Bounding box annotation entries
------

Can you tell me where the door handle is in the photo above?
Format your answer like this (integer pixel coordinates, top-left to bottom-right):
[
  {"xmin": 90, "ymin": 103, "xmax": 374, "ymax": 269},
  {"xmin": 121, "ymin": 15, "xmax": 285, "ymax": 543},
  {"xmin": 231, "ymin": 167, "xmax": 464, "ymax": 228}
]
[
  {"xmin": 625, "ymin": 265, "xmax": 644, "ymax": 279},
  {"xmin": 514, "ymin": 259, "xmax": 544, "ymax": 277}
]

------

**GOAL**:
Copy all of the data above line for line, changing nothing.

**THE RESPONSE**:
Can you tell me where the door handle is in the photo above?
Format your answer like this (integer pixel coordinates, top-left to bottom-right):
[
  {"xmin": 90, "ymin": 103, "xmax": 374, "ymax": 269},
  {"xmin": 121, "ymin": 15, "xmax": 285, "ymax": 543},
  {"xmin": 231, "ymin": 167, "xmax": 464, "ymax": 228}
]
[
  {"xmin": 625, "ymin": 265, "xmax": 644, "ymax": 279},
  {"xmin": 514, "ymin": 259, "xmax": 544, "ymax": 277}
]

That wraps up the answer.